*Position identification listing*.
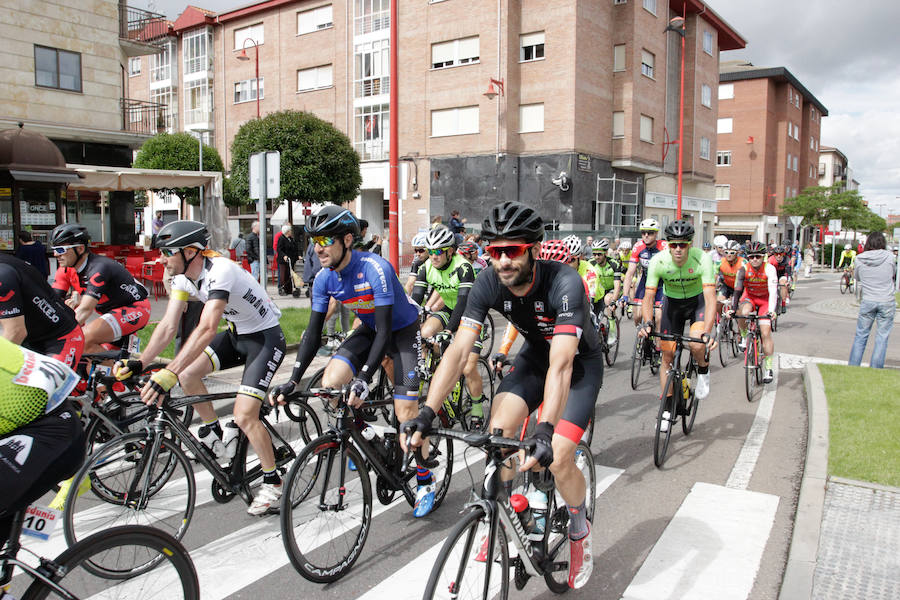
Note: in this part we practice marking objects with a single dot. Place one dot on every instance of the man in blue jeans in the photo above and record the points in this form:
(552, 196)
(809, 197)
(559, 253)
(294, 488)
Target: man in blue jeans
(874, 271)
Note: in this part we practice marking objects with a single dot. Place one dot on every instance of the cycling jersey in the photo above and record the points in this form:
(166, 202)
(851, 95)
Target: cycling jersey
(685, 281)
(248, 308)
(109, 282)
(366, 282)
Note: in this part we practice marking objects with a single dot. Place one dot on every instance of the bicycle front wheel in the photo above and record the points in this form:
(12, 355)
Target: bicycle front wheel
(123, 562)
(469, 567)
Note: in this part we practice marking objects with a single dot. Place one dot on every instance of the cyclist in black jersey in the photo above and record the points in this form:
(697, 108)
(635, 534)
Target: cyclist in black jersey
(560, 364)
(31, 313)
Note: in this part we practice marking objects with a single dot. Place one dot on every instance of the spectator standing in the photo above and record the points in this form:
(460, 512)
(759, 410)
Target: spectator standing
(875, 271)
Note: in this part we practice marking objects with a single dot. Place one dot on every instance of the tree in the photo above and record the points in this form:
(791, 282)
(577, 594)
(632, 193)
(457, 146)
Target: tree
(318, 162)
(178, 152)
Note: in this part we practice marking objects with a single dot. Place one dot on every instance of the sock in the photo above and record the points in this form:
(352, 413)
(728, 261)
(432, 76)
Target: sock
(423, 476)
(577, 522)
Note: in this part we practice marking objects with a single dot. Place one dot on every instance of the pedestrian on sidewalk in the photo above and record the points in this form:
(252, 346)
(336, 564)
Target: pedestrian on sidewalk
(874, 272)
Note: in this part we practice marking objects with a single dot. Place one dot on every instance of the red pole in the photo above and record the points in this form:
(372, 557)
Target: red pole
(393, 202)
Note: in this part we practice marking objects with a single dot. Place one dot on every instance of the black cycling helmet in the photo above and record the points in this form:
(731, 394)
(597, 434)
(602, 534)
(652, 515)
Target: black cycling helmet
(679, 230)
(332, 221)
(513, 220)
(68, 234)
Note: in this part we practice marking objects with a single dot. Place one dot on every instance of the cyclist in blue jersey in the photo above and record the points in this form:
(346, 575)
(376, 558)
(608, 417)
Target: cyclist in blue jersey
(368, 285)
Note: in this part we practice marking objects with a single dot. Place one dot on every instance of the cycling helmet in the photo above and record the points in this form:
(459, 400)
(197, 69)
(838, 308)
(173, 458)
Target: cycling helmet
(513, 220)
(679, 230)
(183, 234)
(649, 225)
(332, 221)
(556, 250)
(68, 234)
(440, 237)
(574, 244)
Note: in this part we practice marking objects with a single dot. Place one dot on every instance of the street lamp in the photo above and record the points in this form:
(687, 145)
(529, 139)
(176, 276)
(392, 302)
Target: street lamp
(677, 24)
(243, 57)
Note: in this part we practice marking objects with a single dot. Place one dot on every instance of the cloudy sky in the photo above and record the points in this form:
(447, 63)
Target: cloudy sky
(846, 54)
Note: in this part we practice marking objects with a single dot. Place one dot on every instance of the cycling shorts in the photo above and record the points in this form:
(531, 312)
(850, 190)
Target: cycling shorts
(526, 380)
(260, 352)
(675, 311)
(404, 348)
(126, 320)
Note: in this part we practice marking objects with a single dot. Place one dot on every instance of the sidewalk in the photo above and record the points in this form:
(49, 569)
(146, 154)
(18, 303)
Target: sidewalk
(846, 540)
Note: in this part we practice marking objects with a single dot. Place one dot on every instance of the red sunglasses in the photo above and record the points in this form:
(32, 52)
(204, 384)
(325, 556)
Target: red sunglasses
(512, 251)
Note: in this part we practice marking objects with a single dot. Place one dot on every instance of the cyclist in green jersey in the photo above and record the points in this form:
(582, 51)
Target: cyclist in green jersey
(689, 292)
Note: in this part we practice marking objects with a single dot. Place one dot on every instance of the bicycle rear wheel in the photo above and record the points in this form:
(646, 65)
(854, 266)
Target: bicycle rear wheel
(123, 562)
(462, 569)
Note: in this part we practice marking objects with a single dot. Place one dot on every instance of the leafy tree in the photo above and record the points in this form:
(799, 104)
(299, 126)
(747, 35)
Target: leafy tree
(318, 162)
(177, 152)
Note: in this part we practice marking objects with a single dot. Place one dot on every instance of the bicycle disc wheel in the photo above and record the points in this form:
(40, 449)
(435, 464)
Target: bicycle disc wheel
(326, 510)
(133, 484)
(462, 568)
(666, 405)
(123, 562)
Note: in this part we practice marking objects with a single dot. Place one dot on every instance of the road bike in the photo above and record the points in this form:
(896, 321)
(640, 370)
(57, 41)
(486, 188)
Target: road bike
(326, 508)
(474, 561)
(681, 402)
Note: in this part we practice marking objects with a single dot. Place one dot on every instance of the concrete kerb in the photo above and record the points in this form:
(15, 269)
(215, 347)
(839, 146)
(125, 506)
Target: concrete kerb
(801, 565)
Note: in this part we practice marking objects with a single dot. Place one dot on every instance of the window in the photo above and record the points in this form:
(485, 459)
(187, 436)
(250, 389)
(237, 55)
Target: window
(454, 52)
(58, 69)
(245, 91)
(647, 60)
(618, 124)
(314, 20)
(315, 78)
(531, 117)
(646, 128)
(619, 57)
(706, 96)
(531, 46)
(454, 121)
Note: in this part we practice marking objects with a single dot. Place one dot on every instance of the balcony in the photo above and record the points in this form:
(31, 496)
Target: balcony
(140, 116)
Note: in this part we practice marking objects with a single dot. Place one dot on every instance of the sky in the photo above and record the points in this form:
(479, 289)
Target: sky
(846, 54)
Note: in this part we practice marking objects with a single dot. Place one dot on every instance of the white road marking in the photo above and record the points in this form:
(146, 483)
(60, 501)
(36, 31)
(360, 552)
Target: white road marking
(711, 548)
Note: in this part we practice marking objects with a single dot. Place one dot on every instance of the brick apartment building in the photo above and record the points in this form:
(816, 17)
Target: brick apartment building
(768, 149)
(590, 89)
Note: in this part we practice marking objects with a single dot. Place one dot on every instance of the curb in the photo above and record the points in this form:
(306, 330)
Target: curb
(801, 565)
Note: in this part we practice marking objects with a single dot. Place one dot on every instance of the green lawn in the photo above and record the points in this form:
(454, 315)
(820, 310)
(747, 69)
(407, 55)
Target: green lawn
(864, 436)
(293, 322)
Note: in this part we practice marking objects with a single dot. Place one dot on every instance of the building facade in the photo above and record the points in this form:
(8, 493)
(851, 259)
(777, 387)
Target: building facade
(769, 131)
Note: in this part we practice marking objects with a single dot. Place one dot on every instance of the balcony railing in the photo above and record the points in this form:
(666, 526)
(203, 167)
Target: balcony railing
(140, 116)
(138, 25)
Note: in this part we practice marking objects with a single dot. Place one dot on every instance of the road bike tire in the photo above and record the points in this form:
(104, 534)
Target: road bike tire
(314, 482)
(94, 567)
(129, 473)
(666, 404)
(457, 572)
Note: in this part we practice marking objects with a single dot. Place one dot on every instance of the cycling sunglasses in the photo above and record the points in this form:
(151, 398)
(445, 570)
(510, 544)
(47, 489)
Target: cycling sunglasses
(512, 251)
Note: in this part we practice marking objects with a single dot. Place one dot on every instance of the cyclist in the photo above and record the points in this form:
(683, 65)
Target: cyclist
(367, 284)
(560, 362)
(33, 315)
(689, 293)
(755, 290)
(105, 287)
(253, 338)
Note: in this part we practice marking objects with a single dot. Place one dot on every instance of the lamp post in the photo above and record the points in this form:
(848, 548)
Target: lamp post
(243, 57)
(677, 24)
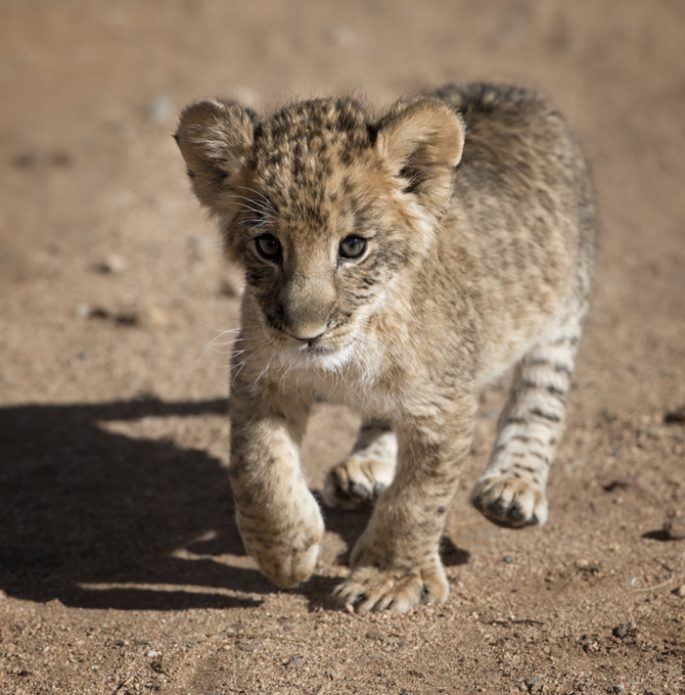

*Given problem*.
Write out the lines of the listing above exactly, starting at the line that contains "bike tire in" and continuing through the end of the listing, with both ends included. Leave the pictures out of your answer.

*Output of the task*.
Note: in this part we practice marking objects with a single dot. Place one dot on every instance of the road bike tire in the photo above and record the points in this form:
(104, 534)
Target: road bike tire
(314, 482)
(94, 567)
(129, 473)
(666, 404)
(457, 572)
Note: in this part we practice marking objects with a single dot. Place one dot on every instance of the cycling sunglasses in the photo above and record the points in this form:
(151, 398)
(445, 570)
(510, 544)
(47, 489)
Target: cycling sunglasses
(512, 251)
Note: in this part we practice marking objects with a single dot. Place one dot on every instance of the cyclist in the photo above and record the points in this form:
(683, 65)
Target: cyclist
(367, 284)
(560, 362)
(33, 315)
(689, 293)
(755, 290)
(105, 287)
(253, 338)
Note: in this part we practice marking objects with a single dot. Place one dot on every instance of the lamp post in the photo above and record the points in this form:
(848, 548)
Target: lamp post
(243, 57)
(677, 24)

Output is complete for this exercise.